---------- PASSAGE PROVIDED ----------

The most important thing to work out is the meaning of this word in its context in Leviticus 18-27 (the only place where it is found in this book).  Is the setting here cultic or moral?  If the former, we must pause before taking it as God’s veto on all homosexual intercourse.  If the latter, we can apply it more widely to situations which do not involve the worship of idols.

It would be nice if we could be absolutely certain.  Unfortunately we cannot.  What we can say with confidence, however, is that though there are cultic overtones here and there in Leviticus 18-27 (such as the sacrifice of children to Molech in 20:21 and the defiling of the land in the following verse), it is moral issues which  predominate.  Homosexual behaviour is condemned in the same breath as adultery and incest.  A fair, balanced study of the context in which homosexual intercourse is condemned as ‘detestable’ does not bear out the argument that these laws are only targeted at cultic prostitution.

What about the New Testament’s teaching on homosexuality?  Apart from allusions to Sodom in 2 Peter and Jude, there are just three explicit references to homosexual behaviour – all of them in Paul’s letters.

Some would add to that short list Jesus’ comment about eunuchs: ‘for some are eunuchs because they are born that way’ (Matthew 19:12).  It is more natural, however, to understand this saying as a reference to those who are incapable of having sexual intercourse of any kind, not to congenital homosexuals specifically.

In Romans 1, Paul uses homosexual behaviour to illustrate the way God judges sinners by abandoning them to the destructive power of the lifestyles they themselves have chosen.  Lesbians come under his hammer as well as men who practise gay sex.  So do idolaters and the greedy, the envious and the arrogant.  There is no league table of wickedness; all these sins illustrate the outworking of ‘a depraved mind’ (Romans 1:18-32).

“They exchanged the truth of God for a lie, and worshipped and served created things rather than the Creator - who is for ever praised. Amen. Because of this, God gave them over to shameful lusts. Even their women exchanged natural relations for unnatural ones. In the same way the men also abandoned natural relations with women and were inflamed with lust for one another. Men committed indecent acts with other men, and received in themselves the due penalty for their perversion.”

----------

§ **TASKS AND EXERCISES**:
**a)** Answer each question from the passage on biblical teaching about homosexuality above:
(i) According to the passage, where are the three explicit New Testament references to homosexual behavior found?
(ii) In Leviticus 18-27, homosexual behavior is condemned in the same breath as which two other sins?
(iii) How does the passage say it is more natural to understand Jesus' saying about eunuchs in Matthew 19:12?
**b)** Pick up the passage on biblical teaching about homosexuality and carry it on from its last sentence.

---------- DATA LISTING ----------

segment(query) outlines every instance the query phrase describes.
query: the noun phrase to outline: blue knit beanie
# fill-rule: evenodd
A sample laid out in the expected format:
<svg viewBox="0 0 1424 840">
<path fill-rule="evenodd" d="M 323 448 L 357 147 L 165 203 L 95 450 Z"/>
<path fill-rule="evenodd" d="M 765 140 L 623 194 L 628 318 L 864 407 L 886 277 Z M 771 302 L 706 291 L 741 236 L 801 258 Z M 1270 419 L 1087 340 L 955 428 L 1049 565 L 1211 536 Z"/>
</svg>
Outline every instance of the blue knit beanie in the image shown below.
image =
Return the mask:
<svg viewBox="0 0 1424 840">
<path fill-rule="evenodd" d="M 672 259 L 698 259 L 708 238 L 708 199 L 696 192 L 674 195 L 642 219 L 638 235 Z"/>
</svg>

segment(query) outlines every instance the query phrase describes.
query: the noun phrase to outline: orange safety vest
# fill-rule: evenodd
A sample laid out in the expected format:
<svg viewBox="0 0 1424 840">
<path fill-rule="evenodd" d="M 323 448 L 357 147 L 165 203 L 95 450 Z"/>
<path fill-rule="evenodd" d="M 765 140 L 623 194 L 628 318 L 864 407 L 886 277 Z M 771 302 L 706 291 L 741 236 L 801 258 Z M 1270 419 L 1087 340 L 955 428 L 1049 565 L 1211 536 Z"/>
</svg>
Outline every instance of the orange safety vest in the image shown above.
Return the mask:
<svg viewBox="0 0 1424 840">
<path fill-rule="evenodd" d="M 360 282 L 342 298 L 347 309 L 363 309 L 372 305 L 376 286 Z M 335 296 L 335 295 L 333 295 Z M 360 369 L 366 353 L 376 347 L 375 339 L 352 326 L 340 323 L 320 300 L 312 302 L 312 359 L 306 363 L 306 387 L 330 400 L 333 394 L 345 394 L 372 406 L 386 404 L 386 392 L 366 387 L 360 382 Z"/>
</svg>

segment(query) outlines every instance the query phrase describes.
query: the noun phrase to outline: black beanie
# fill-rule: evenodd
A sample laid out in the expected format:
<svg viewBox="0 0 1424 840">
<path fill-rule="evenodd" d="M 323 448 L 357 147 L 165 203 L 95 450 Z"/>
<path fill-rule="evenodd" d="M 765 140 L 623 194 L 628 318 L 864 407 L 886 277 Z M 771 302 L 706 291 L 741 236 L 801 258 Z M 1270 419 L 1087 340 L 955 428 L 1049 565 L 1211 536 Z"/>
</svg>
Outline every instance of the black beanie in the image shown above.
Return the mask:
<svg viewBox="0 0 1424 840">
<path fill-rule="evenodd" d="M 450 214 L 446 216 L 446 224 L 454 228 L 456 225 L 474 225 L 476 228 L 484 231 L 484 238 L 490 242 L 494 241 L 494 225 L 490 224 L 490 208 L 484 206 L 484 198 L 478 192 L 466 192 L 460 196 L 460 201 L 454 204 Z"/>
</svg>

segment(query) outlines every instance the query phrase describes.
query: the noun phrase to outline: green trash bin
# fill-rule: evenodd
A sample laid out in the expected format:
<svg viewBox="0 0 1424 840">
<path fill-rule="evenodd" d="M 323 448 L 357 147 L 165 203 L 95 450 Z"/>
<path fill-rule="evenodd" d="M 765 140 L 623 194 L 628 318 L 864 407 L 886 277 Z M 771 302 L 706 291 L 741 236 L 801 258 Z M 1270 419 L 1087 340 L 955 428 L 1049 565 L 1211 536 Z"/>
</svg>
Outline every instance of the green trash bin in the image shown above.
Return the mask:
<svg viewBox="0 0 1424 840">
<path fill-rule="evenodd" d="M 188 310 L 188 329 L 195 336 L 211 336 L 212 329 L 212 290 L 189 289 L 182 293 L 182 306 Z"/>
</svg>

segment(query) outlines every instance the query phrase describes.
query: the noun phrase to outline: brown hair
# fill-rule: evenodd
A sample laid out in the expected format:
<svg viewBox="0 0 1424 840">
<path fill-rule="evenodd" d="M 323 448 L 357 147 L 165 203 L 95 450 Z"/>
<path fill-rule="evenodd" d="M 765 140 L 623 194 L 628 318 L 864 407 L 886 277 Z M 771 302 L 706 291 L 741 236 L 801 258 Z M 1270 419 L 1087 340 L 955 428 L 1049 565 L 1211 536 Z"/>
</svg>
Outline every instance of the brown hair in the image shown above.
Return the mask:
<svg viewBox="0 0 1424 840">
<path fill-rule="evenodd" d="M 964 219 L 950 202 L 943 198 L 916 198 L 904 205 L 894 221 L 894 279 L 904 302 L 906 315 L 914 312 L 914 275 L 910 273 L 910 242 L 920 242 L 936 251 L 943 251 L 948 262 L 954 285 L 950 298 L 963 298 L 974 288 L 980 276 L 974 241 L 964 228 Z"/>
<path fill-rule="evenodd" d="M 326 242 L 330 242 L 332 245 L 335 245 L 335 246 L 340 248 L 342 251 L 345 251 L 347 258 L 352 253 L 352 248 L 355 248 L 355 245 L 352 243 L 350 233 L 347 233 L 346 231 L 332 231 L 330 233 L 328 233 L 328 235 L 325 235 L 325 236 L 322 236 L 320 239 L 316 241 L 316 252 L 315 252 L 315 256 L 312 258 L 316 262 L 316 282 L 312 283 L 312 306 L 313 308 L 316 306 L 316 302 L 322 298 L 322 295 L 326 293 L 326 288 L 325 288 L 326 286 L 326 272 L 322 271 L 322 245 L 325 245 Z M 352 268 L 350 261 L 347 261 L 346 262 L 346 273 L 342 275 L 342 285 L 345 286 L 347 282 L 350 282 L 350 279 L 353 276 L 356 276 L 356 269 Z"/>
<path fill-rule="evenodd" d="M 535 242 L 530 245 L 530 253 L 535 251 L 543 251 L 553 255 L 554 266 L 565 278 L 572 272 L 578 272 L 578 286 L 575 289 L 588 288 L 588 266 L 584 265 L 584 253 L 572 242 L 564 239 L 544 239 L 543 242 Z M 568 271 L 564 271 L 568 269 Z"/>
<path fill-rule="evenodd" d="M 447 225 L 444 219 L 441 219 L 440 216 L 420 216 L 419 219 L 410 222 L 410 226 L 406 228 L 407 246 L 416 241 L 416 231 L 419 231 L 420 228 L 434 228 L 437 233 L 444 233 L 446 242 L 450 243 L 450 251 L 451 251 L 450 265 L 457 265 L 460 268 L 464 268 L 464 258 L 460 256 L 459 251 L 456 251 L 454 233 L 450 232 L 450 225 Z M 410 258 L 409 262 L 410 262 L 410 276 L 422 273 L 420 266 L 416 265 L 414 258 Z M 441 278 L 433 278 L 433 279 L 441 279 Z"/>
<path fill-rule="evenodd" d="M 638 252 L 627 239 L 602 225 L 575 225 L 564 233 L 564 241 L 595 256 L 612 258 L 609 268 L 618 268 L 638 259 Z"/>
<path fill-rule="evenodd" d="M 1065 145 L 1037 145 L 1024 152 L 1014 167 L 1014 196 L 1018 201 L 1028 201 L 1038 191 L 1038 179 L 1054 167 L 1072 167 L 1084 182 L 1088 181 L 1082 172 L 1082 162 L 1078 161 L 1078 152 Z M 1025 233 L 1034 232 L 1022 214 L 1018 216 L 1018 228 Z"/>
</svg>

----------

§ **THE RESPONSES**:
**a)**
(i) All three are in Paul's letters.
(ii) Adultery and incest.
(iii) As a reference to those who are incapable of having sexual intercourse of any kind, not to congenital homosexuals specifically.

**b)**
Romans 1:25-27

We find a similar list in 1 Corinthians 6:9-11.  Among the ‘wicked’ who ‘will not inherit the Kingdom of God’ are ‘male prostitutes’ and ‘homosexual offenders’ – along (note) with drunkards, swindlers and other people whose lifestyles are incompatible with God’s rule in their lives.  As in Romans 1, homosexual offences are not singled out as sins in a league of their own, nevertheless, they are decisively condemned.

“Do you not know that the wicked will not inherit the kingdom of God? Do not be deceived: Neither the sexually immoral nor idolaters nor adulterers nor male prostitutes nor homosexual offenders nor thieves nor the greedy nor drunkards nor slanderers nor swindlers will inherit the kingdom of God.  And that is what some of you were. But you were washed, you were sanctified, you were justified in the name of the Lord Jesus Christ and by the Spirit of our God.”
1 Corinthians 6:9-11

Finally, in 1 Timothy 1:8-10, ‘perverts’ (the NIV’s translation of the same word Paul uses in 1 Corinthians 6:9) feature in yet another list – of ‘lawbreakers and rebels’ this time, men and women whose behaviour (sexual or otherwise) ‘is contrary to the sound doctrine that conforms to the glorious gospel of the blessed God’.

In spite of their scattered and illustrative nature, these New Testament verses seem to point clearly to just one conclusion: a homosexual lifestyle is against God’s will and subject to his judgement.  Some biblical scholars, however, seriously question whether this is what Paul actually meant.  And if we genuinely want to let Scripture say what it means (and are not just after textual ammunition to fire at opponents), we must listen carefully to their arguments.

In Romans 1, they maintain, Paul targets men and women who ‘abandon natural relations’.  Natural to whom?  Well, natural to them, of course!  He is aiming his guns at heterosexuals who act unnaturally by having homosexual intercourse.  Indeed, he seems to assume that anyone who has intercourse with someone of the same sex is a heterosexual gone wrong.  We cannot blame Paul for that assumption (the argument goes) because it is only recently that the experts have revealed the existence to a fixed homosexual orientation.  Nevertheless, we cannot extend his condemnation of unnatural sexual behaviour to cover people who accept same-sex intercourse as the most natural thing in the world for them.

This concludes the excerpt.